Description of the task. Continue the biographical note on Kay Dick below, picking up after its final sentence.

Page extract.
..........
Partner Kathleen Farrell
Queer Places:
Flask Walk, London NW3, UK
Foyle's bookshop, 107 Charing Cross Rd, London WC2H 0DT, UK
Kay Dick (29 July 1915 – 19 October 2001) was an English journalist, writer, novelist and autobiographer, who sometimes wrote under the name Edward Lane.[1] Dick lived with Kathleen Farrell, "petite, sharp, reserved, very beautiful", from the middle of the 1930s to the end of the 1950s. Ivy Compton-Burnett left Kay Dick and Kathleen Farrell identical mirrors in her will, in a symbolic reiteration on her belief that they should not have split up.
..........
Dataset records.
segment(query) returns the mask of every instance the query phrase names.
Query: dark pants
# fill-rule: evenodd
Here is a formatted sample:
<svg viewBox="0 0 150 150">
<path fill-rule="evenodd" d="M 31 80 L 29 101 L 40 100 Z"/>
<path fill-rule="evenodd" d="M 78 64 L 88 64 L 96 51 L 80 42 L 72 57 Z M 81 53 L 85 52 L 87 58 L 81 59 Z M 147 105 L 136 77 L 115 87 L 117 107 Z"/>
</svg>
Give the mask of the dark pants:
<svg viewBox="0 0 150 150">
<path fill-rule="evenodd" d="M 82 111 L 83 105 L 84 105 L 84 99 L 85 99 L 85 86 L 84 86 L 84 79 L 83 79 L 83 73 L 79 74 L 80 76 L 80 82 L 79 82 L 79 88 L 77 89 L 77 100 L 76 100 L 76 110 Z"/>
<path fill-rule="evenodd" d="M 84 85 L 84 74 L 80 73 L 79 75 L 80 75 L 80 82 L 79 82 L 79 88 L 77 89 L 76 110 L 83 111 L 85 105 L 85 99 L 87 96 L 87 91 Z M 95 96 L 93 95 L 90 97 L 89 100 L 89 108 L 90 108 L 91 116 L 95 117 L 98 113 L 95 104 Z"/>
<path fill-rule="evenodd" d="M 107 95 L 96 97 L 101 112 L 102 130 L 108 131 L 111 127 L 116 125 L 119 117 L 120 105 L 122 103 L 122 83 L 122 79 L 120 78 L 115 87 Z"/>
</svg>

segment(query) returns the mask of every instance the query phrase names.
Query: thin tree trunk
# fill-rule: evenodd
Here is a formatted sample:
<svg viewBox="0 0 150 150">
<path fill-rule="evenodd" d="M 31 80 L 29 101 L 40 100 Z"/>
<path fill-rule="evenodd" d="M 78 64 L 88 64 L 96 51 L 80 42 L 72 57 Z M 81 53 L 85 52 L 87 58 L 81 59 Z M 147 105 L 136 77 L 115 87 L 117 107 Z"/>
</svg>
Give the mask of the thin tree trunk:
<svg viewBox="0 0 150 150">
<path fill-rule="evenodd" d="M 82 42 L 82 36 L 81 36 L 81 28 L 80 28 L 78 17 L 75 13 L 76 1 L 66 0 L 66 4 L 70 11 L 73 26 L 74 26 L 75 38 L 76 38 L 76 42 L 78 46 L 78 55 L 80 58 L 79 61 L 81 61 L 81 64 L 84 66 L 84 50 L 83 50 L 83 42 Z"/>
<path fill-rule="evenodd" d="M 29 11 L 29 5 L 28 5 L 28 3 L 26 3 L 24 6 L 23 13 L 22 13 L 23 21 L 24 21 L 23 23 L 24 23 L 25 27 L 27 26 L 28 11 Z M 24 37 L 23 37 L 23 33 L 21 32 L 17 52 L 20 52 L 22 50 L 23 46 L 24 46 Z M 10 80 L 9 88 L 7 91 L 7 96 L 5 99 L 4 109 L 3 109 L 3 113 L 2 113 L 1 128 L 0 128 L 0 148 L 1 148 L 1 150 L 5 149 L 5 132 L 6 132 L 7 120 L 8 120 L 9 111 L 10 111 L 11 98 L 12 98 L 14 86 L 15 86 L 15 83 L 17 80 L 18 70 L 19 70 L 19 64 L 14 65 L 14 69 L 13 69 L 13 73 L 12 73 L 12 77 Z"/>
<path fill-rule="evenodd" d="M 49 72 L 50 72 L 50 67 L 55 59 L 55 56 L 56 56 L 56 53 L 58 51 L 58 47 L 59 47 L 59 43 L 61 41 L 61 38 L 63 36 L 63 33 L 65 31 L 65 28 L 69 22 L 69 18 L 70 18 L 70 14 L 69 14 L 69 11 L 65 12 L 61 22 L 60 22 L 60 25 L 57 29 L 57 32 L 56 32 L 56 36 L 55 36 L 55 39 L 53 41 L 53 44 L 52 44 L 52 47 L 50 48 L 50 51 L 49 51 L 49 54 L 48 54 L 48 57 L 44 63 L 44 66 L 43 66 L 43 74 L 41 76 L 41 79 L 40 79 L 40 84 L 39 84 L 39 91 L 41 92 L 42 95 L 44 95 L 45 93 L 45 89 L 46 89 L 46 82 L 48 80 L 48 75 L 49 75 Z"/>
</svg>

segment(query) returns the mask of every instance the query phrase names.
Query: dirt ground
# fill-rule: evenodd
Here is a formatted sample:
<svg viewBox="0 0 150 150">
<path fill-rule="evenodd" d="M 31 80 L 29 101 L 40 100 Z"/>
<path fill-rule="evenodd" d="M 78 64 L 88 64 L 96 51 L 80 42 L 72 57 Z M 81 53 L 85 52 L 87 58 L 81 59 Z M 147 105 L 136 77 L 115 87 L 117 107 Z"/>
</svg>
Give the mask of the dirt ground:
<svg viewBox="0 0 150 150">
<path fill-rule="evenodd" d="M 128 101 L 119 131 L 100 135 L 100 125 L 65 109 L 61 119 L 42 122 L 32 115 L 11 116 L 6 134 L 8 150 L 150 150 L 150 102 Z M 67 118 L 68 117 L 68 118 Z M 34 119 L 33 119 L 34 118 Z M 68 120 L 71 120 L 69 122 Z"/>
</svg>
..........
Expected answer.
Dick was born Kathleen Elsie Dick at Queen Charlotte's Hospital, London, England, UK. In early life, she worked at Foyle's bookshop in London's Charing Cross Road and, at 26, became the first woman director in English publishing at P.S. King & Son. She later became a journalist, working at the New Statesman. For many years, she edited the literary magazine The Windmill, under the nom de plume Edward Lane. Dick wrote five novels between 1949 and 1962, including the famous An Affair of Love (1953) and Solitaire (1958). She also wrote literary biography, researching the lives of Colette and Carlyle. In 1960 she published Pierrot, about the commedia dell'arte. Dick was a regular reviewer for The Times, The Spectator and Punch. Dick also edited several anthologies of stories and interviews with writers, including Ivy and Stevie (1971) and Friends and Friendship (1974). She was known for campaigning tirelessly and successfully for the introduction of the Public Lending Right, which pays royalties to authors when their books are borrowed from public libraries. In 1977, Dick published They,[2] a series of dream sequences that won the South-East Arts literature prize. In 1984 she followed this with an acclaimed autobiographical novel, The Shelf, in which she examined a lesbian affair.